Goal of the exercise :: Pick the lines holding the string "shelf" out of the records and copy them.

Natural language region descriptions ::

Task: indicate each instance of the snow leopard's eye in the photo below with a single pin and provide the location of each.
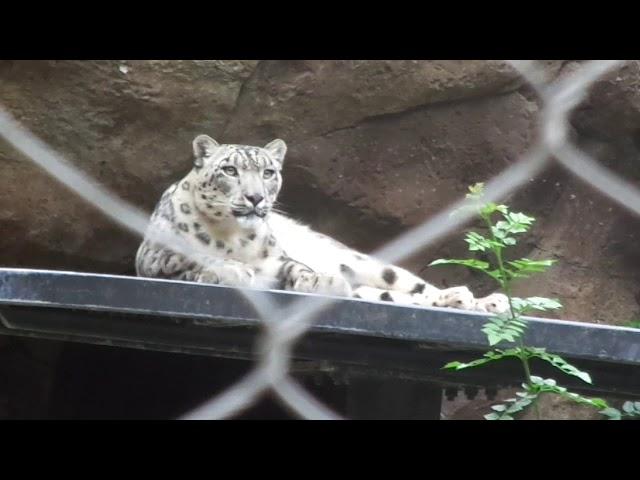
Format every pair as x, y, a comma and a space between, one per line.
268, 174
231, 171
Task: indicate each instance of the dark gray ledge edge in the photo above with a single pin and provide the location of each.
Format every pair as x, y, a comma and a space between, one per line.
215, 307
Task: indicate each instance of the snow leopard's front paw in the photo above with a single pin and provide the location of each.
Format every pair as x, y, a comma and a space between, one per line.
312, 282
455, 297
494, 303
229, 275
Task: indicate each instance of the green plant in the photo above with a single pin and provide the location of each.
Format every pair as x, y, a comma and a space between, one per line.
510, 326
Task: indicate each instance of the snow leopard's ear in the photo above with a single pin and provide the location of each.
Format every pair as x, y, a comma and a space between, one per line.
203, 146
277, 149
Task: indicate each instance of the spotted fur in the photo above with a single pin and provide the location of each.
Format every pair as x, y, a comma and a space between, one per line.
223, 209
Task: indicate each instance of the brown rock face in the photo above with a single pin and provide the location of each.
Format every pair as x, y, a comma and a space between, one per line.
375, 147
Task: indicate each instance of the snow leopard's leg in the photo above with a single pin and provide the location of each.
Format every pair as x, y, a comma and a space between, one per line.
369, 272
296, 276
455, 297
158, 262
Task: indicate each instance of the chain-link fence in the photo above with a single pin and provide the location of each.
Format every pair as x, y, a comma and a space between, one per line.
560, 97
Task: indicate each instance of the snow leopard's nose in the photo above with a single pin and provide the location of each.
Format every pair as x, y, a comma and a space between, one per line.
254, 199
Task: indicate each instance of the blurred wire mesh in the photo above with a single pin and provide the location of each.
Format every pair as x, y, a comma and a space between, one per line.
271, 372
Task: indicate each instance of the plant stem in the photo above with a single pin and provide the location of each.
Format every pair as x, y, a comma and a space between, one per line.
505, 284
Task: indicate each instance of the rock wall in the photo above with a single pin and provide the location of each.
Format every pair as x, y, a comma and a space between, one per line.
375, 148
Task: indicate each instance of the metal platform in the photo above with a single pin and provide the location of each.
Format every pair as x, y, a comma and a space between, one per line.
371, 339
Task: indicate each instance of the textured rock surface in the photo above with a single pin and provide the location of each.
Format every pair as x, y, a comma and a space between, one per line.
375, 148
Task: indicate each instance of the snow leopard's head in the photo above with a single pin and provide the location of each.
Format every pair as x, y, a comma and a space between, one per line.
237, 181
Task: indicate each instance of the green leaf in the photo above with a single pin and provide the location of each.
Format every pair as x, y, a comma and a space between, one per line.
612, 413
524, 305
561, 364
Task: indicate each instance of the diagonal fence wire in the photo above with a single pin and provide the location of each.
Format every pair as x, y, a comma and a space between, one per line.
271, 372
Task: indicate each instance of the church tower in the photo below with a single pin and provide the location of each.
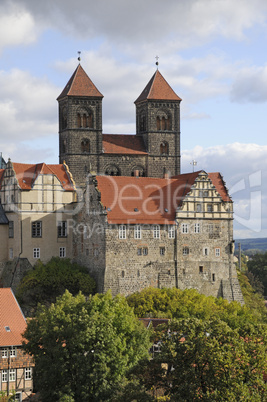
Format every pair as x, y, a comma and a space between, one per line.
158, 122
80, 125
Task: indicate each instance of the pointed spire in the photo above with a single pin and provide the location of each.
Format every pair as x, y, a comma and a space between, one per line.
80, 85
158, 89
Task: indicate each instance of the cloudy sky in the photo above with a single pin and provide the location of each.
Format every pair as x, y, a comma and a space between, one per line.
212, 53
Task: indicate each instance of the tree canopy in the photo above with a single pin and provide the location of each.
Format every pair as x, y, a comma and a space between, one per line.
45, 282
83, 349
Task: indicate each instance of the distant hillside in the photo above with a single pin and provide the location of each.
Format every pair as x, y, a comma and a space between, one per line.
259, 244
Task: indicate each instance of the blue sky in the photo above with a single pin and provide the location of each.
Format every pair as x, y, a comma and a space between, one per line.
212, 53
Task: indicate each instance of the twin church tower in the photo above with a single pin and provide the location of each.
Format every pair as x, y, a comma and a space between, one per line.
153, 152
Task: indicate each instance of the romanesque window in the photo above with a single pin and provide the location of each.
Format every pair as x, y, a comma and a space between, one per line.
197, 228
112, 170
85, 119
140, 169
185, 228
122, 232
156, 232
185, 251
85, 146
171, 232
137, 232
164, 148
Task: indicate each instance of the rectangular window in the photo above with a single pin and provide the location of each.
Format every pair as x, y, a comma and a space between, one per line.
185, 251
185, 228
62, 229
4, 353
12, 375
209, 207
62, 252
197, 227
4, 375
145, 251
28, 373
10, 229
137, 232
36, 253
13, 351
171, 232
37, 229
122, 232
11, 254
156, 232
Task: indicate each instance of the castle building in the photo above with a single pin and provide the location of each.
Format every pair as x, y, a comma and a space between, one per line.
133, 219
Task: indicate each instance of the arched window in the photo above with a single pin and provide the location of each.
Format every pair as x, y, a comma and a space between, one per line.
112, 170
164, 148
85, 146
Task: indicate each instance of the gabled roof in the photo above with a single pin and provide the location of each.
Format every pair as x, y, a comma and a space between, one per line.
123, 144
80, 85
158, 89
12, 320
147, 200
26, 174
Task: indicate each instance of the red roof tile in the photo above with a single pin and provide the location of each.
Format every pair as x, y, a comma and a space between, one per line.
146, 200
123, 144
80, 85
158, 89
26, 174
11, 317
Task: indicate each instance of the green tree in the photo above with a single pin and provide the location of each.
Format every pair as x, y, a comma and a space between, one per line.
83, 349
258, 267
208, 361
46, 282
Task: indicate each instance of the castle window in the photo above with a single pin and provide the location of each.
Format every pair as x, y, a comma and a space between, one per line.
164, 148
122, 232
171, 232
36, 253
156, 232
62, 252
37, 229
197, 227
185, 251
62, 229
137, 232
185, 228
85, 146
10, 229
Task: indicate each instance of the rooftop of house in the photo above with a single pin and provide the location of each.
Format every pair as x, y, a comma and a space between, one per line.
27, 174
12, 320
146, 200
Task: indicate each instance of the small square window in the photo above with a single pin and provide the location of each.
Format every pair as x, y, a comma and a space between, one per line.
62, 252
36, 253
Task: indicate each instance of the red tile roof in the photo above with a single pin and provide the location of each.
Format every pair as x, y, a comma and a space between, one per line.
26, 174
146, 200
158, 89
11, 317
80, 85
123, 144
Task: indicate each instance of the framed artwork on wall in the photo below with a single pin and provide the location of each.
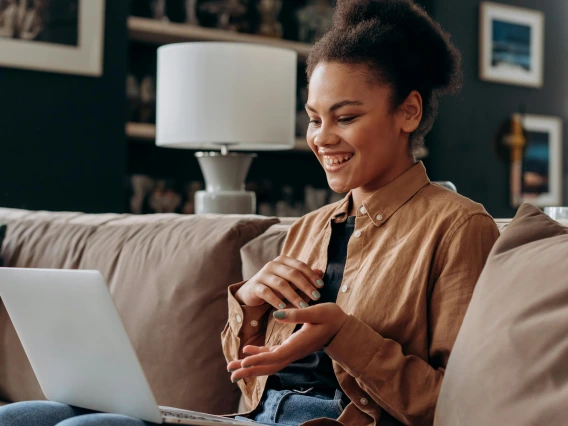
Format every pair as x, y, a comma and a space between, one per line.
511, 44
542, 161
64, 36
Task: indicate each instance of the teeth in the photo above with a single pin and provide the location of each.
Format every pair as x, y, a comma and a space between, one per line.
336, 160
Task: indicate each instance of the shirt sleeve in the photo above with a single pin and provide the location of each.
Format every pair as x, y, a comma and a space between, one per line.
246, 326
407, 386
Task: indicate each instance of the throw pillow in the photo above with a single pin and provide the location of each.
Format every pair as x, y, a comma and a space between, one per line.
508, 364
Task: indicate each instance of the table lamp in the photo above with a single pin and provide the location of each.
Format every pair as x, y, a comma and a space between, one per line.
225, 96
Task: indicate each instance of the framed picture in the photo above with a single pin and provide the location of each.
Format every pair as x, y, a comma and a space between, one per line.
53, 35
542, 162
511, 45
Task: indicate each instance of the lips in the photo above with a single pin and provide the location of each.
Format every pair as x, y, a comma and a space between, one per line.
335, 162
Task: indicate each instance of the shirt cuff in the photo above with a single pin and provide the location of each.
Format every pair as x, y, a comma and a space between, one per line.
244, 320
354, 334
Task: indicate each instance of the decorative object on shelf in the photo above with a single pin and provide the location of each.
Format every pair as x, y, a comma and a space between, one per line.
314, 20
220, 96
515, 141
511, 45
191, 12
225, 11
269, 11
159, 12
148, 99
64, 36
542, 161
132, 98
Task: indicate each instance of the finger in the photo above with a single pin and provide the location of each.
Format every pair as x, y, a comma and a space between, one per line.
255, 350
234, 365
312, 315
311, 275
264, 370
264, 292
297, 279
281, 356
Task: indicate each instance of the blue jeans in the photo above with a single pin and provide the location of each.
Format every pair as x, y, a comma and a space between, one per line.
291, 408
283, 407
46, 413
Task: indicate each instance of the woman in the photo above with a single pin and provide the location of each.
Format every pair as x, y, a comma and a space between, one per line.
401, 256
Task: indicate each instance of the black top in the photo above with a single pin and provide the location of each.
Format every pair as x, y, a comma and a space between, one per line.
316, 370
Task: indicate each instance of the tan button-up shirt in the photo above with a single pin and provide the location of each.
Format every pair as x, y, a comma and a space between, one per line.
412, 264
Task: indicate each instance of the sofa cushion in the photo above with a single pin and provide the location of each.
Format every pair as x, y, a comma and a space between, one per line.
168, 276
2, 235
508, 364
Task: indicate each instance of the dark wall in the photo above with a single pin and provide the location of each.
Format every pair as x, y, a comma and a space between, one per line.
461, 143
62, 143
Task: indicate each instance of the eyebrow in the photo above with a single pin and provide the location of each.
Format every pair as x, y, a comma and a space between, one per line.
336, 105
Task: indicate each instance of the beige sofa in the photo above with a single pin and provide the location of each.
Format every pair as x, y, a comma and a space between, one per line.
168, 276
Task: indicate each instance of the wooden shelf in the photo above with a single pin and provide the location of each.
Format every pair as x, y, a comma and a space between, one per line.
158, 32
147, 133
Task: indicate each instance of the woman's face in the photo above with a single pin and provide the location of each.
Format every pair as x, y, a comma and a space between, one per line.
358, 140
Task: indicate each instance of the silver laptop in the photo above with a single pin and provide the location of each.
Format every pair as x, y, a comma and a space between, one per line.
78, 347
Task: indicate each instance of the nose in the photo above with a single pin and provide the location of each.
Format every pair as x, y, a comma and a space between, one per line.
325, 137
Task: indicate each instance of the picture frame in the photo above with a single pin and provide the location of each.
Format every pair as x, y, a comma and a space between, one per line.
542, 173
511, 45
54, 36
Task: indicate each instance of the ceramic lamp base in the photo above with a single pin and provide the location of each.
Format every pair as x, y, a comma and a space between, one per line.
225, 182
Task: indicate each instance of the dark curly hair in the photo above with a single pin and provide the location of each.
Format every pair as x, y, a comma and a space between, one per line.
402, 47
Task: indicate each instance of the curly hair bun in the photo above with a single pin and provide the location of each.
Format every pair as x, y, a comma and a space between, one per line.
410, 30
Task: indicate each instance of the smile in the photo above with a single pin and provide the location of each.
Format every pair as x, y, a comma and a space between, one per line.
335, 162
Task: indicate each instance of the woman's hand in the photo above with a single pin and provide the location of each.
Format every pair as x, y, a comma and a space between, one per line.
321, 324
278, 281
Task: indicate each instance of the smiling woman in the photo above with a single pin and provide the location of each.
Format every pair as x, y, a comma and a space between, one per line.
390, 270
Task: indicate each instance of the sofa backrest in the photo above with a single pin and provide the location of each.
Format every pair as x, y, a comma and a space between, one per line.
168, 275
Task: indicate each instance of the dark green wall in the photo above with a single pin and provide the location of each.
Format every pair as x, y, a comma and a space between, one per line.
62, 143
460, 144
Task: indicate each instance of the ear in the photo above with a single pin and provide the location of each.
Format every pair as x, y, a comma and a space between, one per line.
411, 110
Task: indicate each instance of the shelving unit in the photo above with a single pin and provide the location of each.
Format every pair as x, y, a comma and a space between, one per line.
147, 133
157, 32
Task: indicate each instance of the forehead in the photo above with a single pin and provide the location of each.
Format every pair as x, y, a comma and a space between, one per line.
332, 82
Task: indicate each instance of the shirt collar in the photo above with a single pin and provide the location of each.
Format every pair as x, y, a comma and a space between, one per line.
385, 201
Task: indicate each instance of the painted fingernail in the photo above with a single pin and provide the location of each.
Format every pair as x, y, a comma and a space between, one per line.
279, 314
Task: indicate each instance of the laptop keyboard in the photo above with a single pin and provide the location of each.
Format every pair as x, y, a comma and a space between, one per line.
187, 415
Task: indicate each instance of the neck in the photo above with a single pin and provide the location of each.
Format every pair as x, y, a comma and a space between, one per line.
358, 195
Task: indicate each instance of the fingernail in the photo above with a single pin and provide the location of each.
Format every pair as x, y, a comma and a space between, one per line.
279, 314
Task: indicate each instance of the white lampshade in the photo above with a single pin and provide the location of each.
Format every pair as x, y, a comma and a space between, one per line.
241, 95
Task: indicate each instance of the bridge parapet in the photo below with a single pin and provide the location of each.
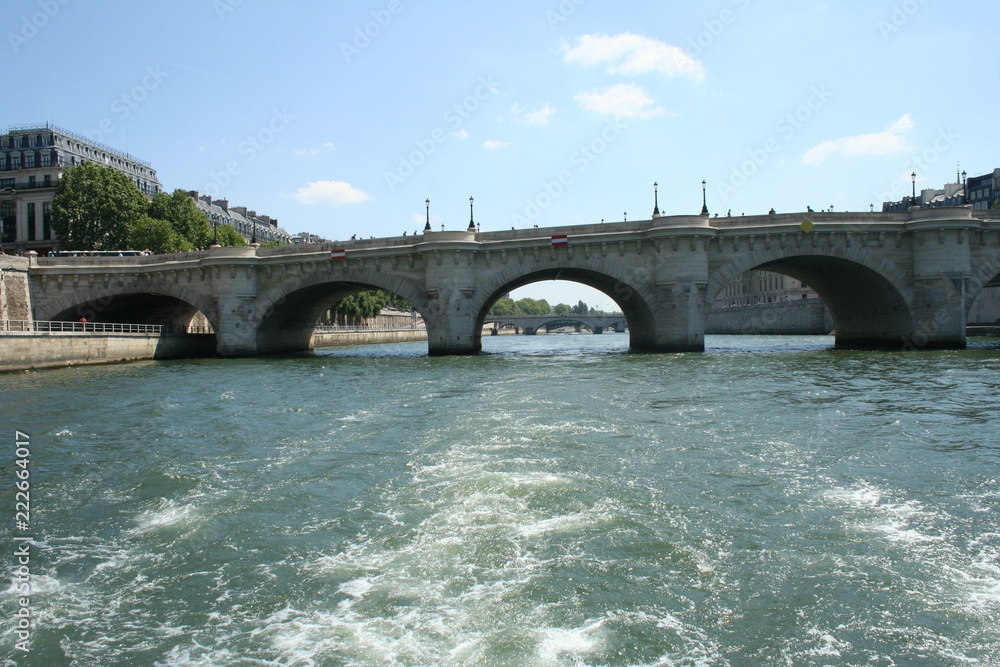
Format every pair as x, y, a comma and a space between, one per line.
906, 270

Result for this exercise ::
Task: indicate each instance of the decorative object on shelf in the photo above with a single pin and provide the location of each.
Task: indicate each instance of the wooden shelf in the photo above with a single pin and provide the location of each.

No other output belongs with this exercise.